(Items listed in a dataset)
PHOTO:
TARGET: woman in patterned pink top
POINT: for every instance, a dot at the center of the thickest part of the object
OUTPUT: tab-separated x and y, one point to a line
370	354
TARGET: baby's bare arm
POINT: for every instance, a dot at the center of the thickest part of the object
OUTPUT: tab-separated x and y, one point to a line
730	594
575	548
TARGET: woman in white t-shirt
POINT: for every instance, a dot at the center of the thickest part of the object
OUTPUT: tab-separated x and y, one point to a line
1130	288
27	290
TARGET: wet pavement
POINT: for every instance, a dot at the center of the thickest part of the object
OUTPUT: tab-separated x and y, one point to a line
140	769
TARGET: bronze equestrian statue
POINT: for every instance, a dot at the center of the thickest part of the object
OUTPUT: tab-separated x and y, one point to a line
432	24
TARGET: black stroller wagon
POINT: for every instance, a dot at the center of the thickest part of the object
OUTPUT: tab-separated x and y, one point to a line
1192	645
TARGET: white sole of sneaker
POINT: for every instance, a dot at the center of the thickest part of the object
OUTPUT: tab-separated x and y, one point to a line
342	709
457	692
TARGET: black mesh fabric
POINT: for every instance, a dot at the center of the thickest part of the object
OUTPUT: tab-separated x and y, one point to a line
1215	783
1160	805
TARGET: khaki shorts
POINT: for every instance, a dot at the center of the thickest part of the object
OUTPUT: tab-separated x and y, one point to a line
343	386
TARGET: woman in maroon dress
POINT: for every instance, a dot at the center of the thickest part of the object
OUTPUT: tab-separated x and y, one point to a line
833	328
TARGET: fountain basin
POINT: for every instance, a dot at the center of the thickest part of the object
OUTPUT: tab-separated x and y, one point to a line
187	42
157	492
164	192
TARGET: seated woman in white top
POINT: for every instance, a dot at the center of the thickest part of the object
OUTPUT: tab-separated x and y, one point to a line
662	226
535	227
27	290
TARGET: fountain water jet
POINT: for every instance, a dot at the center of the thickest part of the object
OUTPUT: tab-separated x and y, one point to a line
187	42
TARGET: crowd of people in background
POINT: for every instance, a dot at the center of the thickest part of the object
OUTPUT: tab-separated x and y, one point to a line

[TASK TO CARRY OUT]
Reproduce every line of the material above exactly.

[THE COMPLETED TASK]
PHOTO:
TARGET: woman in patterned pink top
POINT: for every instance, a dot at the center of the thickest part of the object
OUTPUT: tab-separated x and y, one point to a line
370	354
TARGET: baby's bare arm
POINT: for every instance, a dot at the center of the thickest part of the object
OUTPUT: tab-separated x and y, one point to a line
730	594
575	548
TARGET: woman in white t-shirt
POINT: for every instance, a dot at the center of the thickest part of the object
OUTPUT: tab-separated x and y, one point to a line
1130	288
27	290
TARGET: wet pavement
POINT: for every instance, a dot at the center of the thickest part of the object
OUTPUT: tab-separated x and y, one point to a line
140	769
TARGET: bronze equestrian statue
POINT: for every instance, a dot at the center of the thickest part of the object
OUTPUT: tab-separated x and y, one point to a line
432	24
TARGET: black stroller wagon
POINT: for every instance, a dot at the center of the thickest part of the object
OUTPUT: tab-separated x and y, one point to a line
1192	645
TARGET: white sole of sneaker
POINT: for every instance, a dot at the center of the thickest part of the object
OUTPUT: tab-separated x and y, one point to a line
342	709
457	692
TARGET: black mesh fabric
POINT: for every instance, a dot at the center of the thickest part of the object
OUTPUT: tab-separated x and y, one point to a line
1215	783
1160	805
TARGET: khaki shorts
POINT: for every instance, a dot at the center of the thickest part of the object
OUTPUT: tab-separated x and y, one point to a line
343	386
TARGET: woman in maroon dress
POINT: for every instance, a dot at the center of the thickest part of the object
OUTPUT: tab-separated x and y, one point to a line
833	328
TARGET: fountain basin
POINT: for every instance, a dot at the center of the thickest part of the object
OUTPUT: tab-separated x and y, one point to a line
187	42
157	492
164	192
TARGET: seated woman in white top
POINT: for every instance, a dot at the center of the thickest part of the object
OUTPUT: tab-separated x and y, one point to a line
662	226
535	227
27	290
TARGET: fountain water jet
POINT: for every instance, a dot at the center of the thickest part of the object
OUTPUT: tab-separated x and y, one point to a line
187	42
TARGET: crowd of people in background
POINT: for every instance, a dot at the center of the thickest part of the object
OUTPUT: tab-separated x and y, one point to a line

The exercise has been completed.